PROVIDED TEXT:
——

Oregon's Deaf and Hard of Hearing Services (ODHHS)-Technical Assistance Center
ODHHS Information and Technical Assistance Series
 

Overview of Closed Captioning
(Source: Gary Robson)
 
 
What are closed captions?
 
Just as a caption in a book is the text under a picture, captions on video are text located somewhere on the picture. Since there is no way for a television to put text outside the area of the picture tube, captions do end up covering a portion of the picture (there are non-broadcast applications where this can be done).
 
CLOSED captions are captions that are hidden in the video signal, invisible without a special decoder. The place they are hidden is called line 21 of the vertical blanking interval (VBI). For more detail, see the "technical stuff" portion of this FAQ.
 
OPEN captions are captions that have been decoded, so they have become an integral part of the television picture, like subtitles in a movie. In other words, open captions cannot be turned off. The term "open captions" is also used to refer to subtitles created with a character generator.

——

GIVEN DATA:

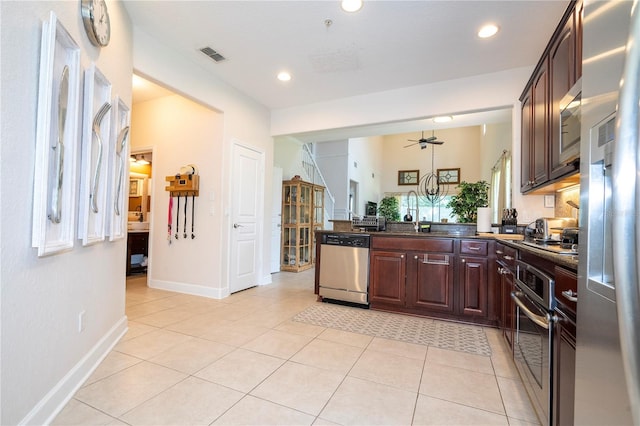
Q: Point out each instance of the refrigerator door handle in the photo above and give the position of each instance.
(626, 198)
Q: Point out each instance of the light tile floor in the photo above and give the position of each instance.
(241, 360)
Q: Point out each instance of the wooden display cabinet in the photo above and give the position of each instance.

——

GIVEN EXERCISE: Can you write out the part of the closed captioning text starting at "What are closed" and ending at "can be done).", word for word? The listing is separate material from the closed captioning text.

FULL SOLUTION:
What are closed captions?
 
Just as a caption in a book is the text under a picture, captions on video are text located somewhere on the picture. Since there is no way for a television to put text outside the area of the picture tube, captions do end up covering a portion of the picture (there are non-broadcast applications where this can be done).